MATERIAL SUPPLIED →

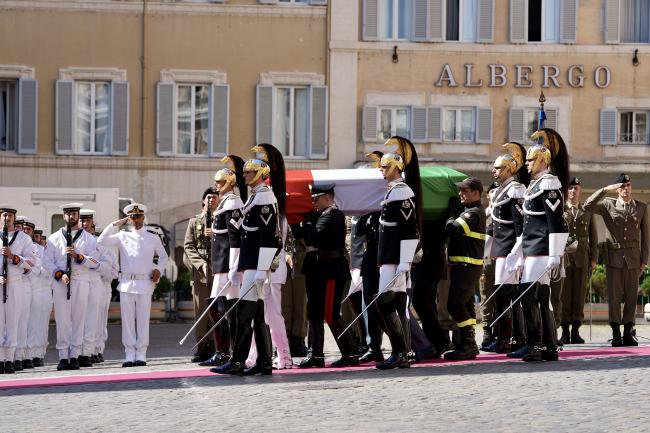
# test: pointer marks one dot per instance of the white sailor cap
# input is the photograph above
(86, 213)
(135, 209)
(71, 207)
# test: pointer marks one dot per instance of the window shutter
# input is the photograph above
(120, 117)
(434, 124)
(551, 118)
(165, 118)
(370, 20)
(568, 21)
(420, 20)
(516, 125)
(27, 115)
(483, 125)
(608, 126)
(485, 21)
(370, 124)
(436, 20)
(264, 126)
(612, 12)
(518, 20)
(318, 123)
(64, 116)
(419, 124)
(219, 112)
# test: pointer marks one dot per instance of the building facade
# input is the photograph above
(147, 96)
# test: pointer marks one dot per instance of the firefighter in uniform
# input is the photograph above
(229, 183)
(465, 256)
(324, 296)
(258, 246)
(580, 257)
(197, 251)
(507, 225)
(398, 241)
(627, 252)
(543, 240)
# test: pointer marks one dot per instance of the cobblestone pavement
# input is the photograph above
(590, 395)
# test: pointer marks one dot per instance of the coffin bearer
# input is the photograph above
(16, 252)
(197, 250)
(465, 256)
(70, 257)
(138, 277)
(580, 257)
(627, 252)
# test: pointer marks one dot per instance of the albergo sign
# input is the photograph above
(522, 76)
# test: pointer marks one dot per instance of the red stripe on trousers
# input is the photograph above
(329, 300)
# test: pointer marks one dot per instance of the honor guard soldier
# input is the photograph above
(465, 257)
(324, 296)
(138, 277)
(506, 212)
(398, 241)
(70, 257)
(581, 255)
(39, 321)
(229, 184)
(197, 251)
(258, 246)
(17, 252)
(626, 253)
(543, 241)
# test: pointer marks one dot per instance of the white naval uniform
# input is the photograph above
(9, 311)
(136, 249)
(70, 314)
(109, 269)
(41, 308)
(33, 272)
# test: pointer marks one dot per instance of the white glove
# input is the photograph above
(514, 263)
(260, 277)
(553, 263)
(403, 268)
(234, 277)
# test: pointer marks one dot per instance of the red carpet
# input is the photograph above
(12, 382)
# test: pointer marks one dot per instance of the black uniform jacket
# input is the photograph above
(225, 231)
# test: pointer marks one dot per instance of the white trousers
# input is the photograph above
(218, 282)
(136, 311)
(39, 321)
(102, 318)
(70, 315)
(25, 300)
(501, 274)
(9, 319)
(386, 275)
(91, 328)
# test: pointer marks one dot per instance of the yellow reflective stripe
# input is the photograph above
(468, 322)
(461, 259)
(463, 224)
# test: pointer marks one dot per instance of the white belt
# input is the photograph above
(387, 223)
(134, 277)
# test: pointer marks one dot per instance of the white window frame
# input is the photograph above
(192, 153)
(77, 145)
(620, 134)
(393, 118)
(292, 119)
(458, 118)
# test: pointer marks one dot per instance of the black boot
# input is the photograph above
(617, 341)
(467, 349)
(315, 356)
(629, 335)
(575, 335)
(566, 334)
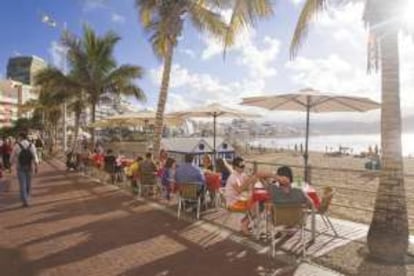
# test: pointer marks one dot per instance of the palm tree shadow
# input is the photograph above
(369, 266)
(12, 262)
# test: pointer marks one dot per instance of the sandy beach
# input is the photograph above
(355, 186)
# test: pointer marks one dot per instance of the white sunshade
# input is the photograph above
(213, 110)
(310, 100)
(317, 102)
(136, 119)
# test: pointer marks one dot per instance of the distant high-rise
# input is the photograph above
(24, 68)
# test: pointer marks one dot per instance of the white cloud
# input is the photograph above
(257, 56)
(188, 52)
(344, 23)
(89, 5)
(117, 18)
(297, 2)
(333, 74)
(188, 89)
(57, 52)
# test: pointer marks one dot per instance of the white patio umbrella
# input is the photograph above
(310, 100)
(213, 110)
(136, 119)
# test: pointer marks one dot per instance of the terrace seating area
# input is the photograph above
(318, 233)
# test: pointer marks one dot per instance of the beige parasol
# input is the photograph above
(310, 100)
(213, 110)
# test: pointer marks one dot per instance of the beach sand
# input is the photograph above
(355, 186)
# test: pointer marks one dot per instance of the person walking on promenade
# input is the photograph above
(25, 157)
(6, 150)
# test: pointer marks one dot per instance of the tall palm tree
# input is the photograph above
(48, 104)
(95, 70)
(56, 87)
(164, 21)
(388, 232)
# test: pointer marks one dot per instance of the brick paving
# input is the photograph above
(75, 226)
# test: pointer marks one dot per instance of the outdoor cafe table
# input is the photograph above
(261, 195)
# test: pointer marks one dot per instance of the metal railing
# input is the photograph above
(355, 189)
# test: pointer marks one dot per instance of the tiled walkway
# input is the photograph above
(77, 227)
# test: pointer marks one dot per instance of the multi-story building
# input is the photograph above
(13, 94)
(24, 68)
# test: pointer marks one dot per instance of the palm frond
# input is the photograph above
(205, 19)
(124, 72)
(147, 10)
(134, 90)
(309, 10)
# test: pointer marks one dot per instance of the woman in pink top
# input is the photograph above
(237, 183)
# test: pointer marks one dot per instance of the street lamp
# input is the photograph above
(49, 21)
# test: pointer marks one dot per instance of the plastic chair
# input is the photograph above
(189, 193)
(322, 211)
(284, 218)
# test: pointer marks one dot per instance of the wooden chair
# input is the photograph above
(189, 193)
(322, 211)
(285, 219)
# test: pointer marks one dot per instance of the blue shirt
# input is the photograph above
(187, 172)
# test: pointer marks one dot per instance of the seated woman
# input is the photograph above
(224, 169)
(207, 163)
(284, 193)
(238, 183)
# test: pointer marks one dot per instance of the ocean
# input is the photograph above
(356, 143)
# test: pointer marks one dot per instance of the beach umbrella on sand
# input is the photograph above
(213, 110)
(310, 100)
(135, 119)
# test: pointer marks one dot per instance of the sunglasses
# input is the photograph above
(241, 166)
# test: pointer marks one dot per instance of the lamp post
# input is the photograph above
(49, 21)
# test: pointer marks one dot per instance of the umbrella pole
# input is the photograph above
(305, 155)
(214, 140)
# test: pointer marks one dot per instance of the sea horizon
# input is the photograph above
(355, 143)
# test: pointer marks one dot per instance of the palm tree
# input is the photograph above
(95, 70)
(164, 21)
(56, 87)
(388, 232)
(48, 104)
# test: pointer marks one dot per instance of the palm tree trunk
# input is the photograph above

ASSIGNMENT → Go through the entries above and print each one exactly, minus the pictures.

RESPONSE FOR THIS EXERCISE →
# test: pointer marks one dot per instance of the white sailor cap
# input is the photograph above
(86, 213)
(135, 209)
(71, 207)
# test: pointer marks one dot per instance of the window shutter
# input is the photograph above
(120, 117)
(434, 124)
(551, 118)
(165, 118)
(370, 20)
(568, 21)
(420, 20)
(516, 125)
(27, 115)
(483, 125)
(608, 126)
(485, 21)
(370, 124)
(436, 20)
(264, 126)
(612, 12)
(518, 20)
(318, 123)
(64, 116)
(419, 124)
(219, 112)
# test: pointer marks one dot per instance of the building facade
# input is the photograph above
(147, 96)
# test: pointer marks one dot per instance of the firefighter in uniform
# input is the photograph above
(229, 183)
(465, 256)
(324, 296)
(258, 246)
(580, 257)
(197, 251)
(507, 225)
(398, 241)
(627, 252)
(543, 240)
# test: pointer marks one dot per instance of the cobblestone pavement
# input is the photograph above
(590, 395)
# test: pointer marks one dot per instance of the coffin bearer
# input is the photograph above
(16, 252)
(197, 250)
(465, 256)
(70, 257)
(138, 277)
(580, 257)
(627, 252)
# test: pointer marks one dot per instance of the albergo sign
# input is the photograph above
(522, 76)
# test: pointer marks one dot per instance of the red stripe on trousers
# input is the photograph above
(329, 300)
# test: pointer marks one dot per instance of the honor guard soldier
# input is the photograph above
(465, 257)
(324, 296)
(138, 277)
(506, 212)
(398, 241)
(70, 257)
(581, 255)
(39, 321)
(229, 184)
(197, 251)
(258, 246)
(17, 252)
(626, 253)
(543, 241)
# test: pointer marks one dot per instance of the white naval uniform
# input is the photograph above
(9, 311)
(136, 249)
(70, 314)
(109, 269)
(41, 308)
(33, 272)
# test: pointer marks one dot per instance of the white glove
# input is the photograph above
(514, 263)
(260, 277)
(553, 263)
(403, 268)
(234, 277)
# test: pointer marks one dot per instance of the red carpet
# input is the photograph above
(12, 382)
# test: pointer marks one dot per instance of the black uniform jacket
# input is the photograph above
(225, 231)
# test: pointer marks one dot per instance of the white trousers
# input is the photograph above
(218, 282)
(136, 311)
(39, 321)
(102, 318)
(70, 315)
(25, 300)
(501, 274)
(9, 319)
(386, 275)
(91, 328)
# test: pointer marks one dot per instance of the yellow reflective stripe
# input is the photograph above
(468, 322)
(461, 259)
(463, 224)
# test: pointer marks one dot per instance of the white belt
# input is the photograph above
(387, 223)
(134, 277)
# test: pointer marks one dot per instance of the white window frame
# input is the photograph above
(192, 153)
(77, 145)
(620, 134)
(393, 118)
(292, 119)
(458, 118)
# test: pointer marks one dot per instance of the black boot
# input is the photograph above
(617, 341)
(467, 349)
(315, 356)
(629, 335)
(575, 335)
(566, 334)
# test: pointer marks one dot per instance of the palm tree shadow
# input is the photograph above
(369, 266)
(12, 262)
# test: pointer marks one dot per instance of the sandy beach
# input is the photograph above
(355, 186)
# test: pointer marks one dot per instance of the white sunshade
# input is the photograph above
(213, 110)
(310, 100)
(317, 102)
(136, 119)
# test: pointer marks one dot per instance of the distant high-rise
# input is the photograph above
(24, 68)
# test: pointer marks one dot per instance of the white cloud
# input is the photograph above
(257, 56)
(188, 52)
(344, 23)
(89, 5)
(117, 18)
(297, 2)
(333, 74)
(188, 89)
(57, 52)
# test: pointer marks one dot per instance of the white patio umbrella
# input is the photograph above
(310, 100)
(213, 110)
(136, 119)
# test: pointer marks one dot per instance of the terrace seating area
# input is the photograph above
(318, 233)
# test: pointer marks one dot per instance of the beige parasol
# input is the photograph above
(310, 100)
(213, 110)
# test: pointer marks one dot per instance of the beach sand
# input is the photograph above
(355, 186)
# test: pointer marks one dot per instance of the person walking on promenade
# input is the photograph above
(25, 157)
(6, 150)
# test: pointer marks one dot per instance of the tall palm tree
# input is the photograph above
(48, 104)
(95, 70)
(56, 87)
(164, 21)
(388, 232)
# test: pointer marks one dot per instance of the brick paving
# input is the photograph above
(75, 226)
# test: pointer marks one dot per instance of the outdoor cafe table
# input is the photograph above
(261, 195)
# test: pointer marks one dot per instance of the metal railing
# input is the photograph above
(355, 189)
# test: pointer marks one dot per instance of the tiled walkway
# input is the photograph above
(77, 227)
# test: pointer marks one dot per instance of the multi-story building
# input is the photograph above
(13, 94)
(24, 68)
# test: pointer marks one dot per instance of the palm frond
# input is the photograph above
(205, 19)
(124, 72)
(147, 10)
(134, 90)
(309, 10)
# test: pointer marks one dot per instance of the woman in pink top
# input is the photograph above
(237, 183)
# test: pointer marks one dot per instance of the street lamp
# input is the photograph above
(49, 21)
# test: pointer marks one dot per instance of the plastic chair
# input is the photograph above
(189, 193)
(322, 211)
(284, 218)
# test: pointer marks one dot per instance of the wooden chair
# input is the photograph above
(189, 193)
(322, 211)
(285, 219)
# test: pointer marks one dot per instance of the blue shirt
# input is the photograph above
(187, 172)
# test: pointer marks one dot per instance of the seated woman
# input is the photograph above
(224, 169)
(207, 163)
(284, 193)
(238, 183)
# test: pointer marks one dot per instance of the ocean
# input is the photograph above
(356, 143)
# test: pointer marks one dot per instance of the beach umbrella on sand
# input is the photograph above
(213, 110)
(310, 100)
(135, 119)
# test: pointer marks one dot per instance of the sunglasses
# input is the photograph above
(241, 166)
# test: pointer marks one dot per instance of the lamp post
# input is the photograph above
(49, 21)
# test: pointer marks one dot per instance of the umbrella pole
# input is the photograph above
(305, 155)
(214, 140)
# test: pointer marks one dot per instance of the sea horizon
# input is the photograph above
(355, 143)
# test: pointer marks one dot per instance of the palm tree
# input is the photograph above
(95, 70)
(164, 21)
(56, 87)
(388, 232)
(48, 104)
# test: pointer marks one dot per instance of the palm tree trunk
# input is the photograph above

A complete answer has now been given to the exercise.